**PAGE TEXT**:
***

Studio album by Grand Magus
- Released: 31 January 2014
- Genre: Heavy metal
- Length: 42:26
- Label: Nuclear Blast
- Producer: Nico Elgstrand

Grand Magus chronology
| The Hunt (2012) | Triumph and Power (2014) | Sword Songs (2016) |

= Triumph and Power =

Triumph and Power is the seventh full-length album by Swedish heavy metal band Grand Magus. It was released on 31 January 2014 on Nuclear Blast. Vocalist JB Christofferson described the album as "really powerful, majestic and less 'hard rocky' than" previous album, The Hunt (2012). Christofferson described Triumph and Power as "really the essence of this band".

Professional ratings
Review scores
| Source | Rating |
| About.com |  |
| Blabbermouth.net | 8.5/10 |
| Brave Words & Bloody Knuckles | 8/10 |
| MetalSucks |  |
| Popmatters | 8/10 |
| Sputnikmusic |  |

==Recording==
Grand Magus continued its concern with obtaining a strong drum sound, which Christofferson identified as a reaction against the strong focus on the guitar sound. He noted that in heavy metal the drums are extremely important, maybe more important than many people realize. There has been a tendency in "modern" metal to focus too much on a fat guitar sound, resulting in really weak sounding or fake sounding drums. In my experience, the fat guitar sound is a result of the combination of drums and bass guitar, rather than using all space/frequencies for the guitars. You have to have a really solid foundation to make things explode, hence the focus on the drums.

***

**AVAILABLE RECORDS**:
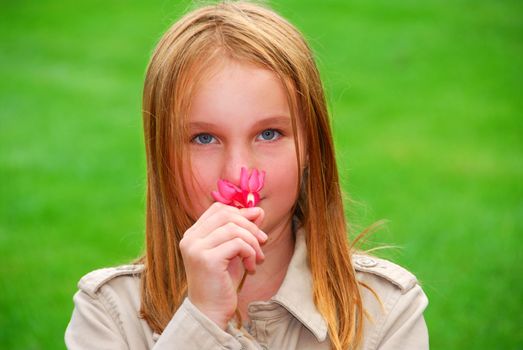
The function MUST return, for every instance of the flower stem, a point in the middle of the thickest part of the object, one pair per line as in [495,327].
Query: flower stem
[237,312]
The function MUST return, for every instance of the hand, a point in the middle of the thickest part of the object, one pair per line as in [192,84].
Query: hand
[216,250]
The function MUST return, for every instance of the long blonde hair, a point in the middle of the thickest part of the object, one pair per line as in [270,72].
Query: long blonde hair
[254,34]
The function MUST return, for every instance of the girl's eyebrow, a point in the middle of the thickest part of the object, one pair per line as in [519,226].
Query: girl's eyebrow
[280,121]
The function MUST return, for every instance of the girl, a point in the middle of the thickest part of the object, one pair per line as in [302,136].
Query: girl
[235,86]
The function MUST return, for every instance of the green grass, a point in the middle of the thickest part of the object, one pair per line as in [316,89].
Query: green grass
[426,100]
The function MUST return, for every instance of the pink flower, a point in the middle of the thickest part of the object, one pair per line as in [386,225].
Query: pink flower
[246,195]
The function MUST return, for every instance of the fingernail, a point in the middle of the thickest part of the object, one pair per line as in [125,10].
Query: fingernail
[263,235]
[253,210]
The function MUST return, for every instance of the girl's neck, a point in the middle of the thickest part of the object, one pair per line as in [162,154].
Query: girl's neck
[263,284]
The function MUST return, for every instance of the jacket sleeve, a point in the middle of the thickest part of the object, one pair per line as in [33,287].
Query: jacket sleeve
[190,329]
[96,324]
[91,326]
[405,327]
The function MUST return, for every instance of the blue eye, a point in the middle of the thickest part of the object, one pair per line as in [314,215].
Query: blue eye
[203,139]
[269,135]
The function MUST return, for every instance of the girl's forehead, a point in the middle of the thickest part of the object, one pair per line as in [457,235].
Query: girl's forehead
[236,89]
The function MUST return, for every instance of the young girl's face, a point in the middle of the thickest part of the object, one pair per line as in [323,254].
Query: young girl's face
[240,117]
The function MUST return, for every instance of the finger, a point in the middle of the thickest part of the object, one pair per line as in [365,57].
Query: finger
[225,216]
[238,247]
[256,218]
[229,232]
[212,210]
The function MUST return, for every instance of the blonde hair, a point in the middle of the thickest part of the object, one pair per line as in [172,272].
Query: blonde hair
[254,34]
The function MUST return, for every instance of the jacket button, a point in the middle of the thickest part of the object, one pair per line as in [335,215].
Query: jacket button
[365,261]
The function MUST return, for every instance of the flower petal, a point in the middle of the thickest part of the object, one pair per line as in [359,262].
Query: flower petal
[261,180]
[254,181]
[219,198]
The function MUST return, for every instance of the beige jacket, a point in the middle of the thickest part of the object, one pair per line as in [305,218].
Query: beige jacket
[107,305]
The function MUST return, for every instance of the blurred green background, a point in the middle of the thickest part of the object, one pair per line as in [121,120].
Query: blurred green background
[426,99]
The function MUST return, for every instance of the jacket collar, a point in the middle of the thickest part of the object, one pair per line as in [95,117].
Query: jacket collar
[296,292]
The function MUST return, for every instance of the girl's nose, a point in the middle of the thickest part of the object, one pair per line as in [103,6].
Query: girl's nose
[237,157]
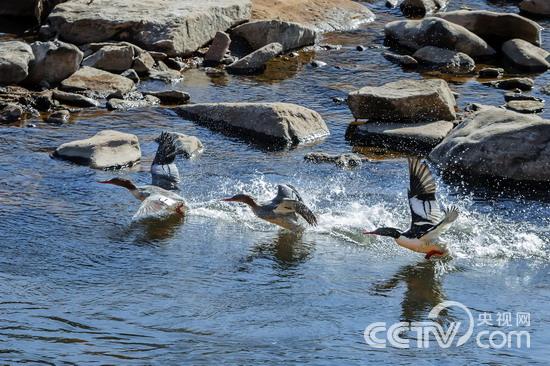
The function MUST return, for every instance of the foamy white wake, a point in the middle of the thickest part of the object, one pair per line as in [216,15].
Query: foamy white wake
[344,215]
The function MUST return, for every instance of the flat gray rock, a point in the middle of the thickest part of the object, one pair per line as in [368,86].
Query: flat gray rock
[404,101]
[422,7]
[496,143]
[14,62]
[537,7]
[74,99]
[277,123]
[525,106]
[97,82]
[437,32]
[255,61]
[175,27]
[493,26]
[54,61]
[415,137]
[526,55]
[186,145]
[263,32]
[106,149]
[443,60]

***

**TASKS AND EXERCISES**:
(A) Switch "drums" to "percussion" in the album article, starting at the words "Professional ratings" and stopping after "on the drums.", and give that passage.
(B) Which lines of the entries hold the word "nose"? Pick out each one and copy it, treating case as significant.
The album article and the entries have nothing to do with each other.

**EXPECTED OUTPUTS**:
(A)
Professional ratings
Review scores
| Source | Rating |
| About.com |  |
| Blabbermouth.net | 8.5/10 |
| Brave Words & Bloody Knuckles | 8/10 |
| MetalSucks |  |
| Popmatters | 8/10 |
| Sputnikmusic |  |

==Recording==
Grand Magus continued its concern with obtaining a strong drum sound, which Christofferson identified as a reaction against the strong focus on the guitar sound. He noted that in heavy metal the percussion are extremely important, maybe more important than many people realize. There has been a tendency in "modern" metal to focus too much on a fat guitar sound, resulting in really weak sounding or fake sounding percussion. In my experience, the fat guitar sound is a result of the combination of percussion and bass guitar, rather than using all space/frequencies for the guitars. You have to have a really solid foundation to make things explode, hence the focus on the percussion.

(B)
The function MUST return, for every instance of the girl's nose, a point in the middle of the thickest part of the object, one pair per line as in [103,6].
Query: girl's nose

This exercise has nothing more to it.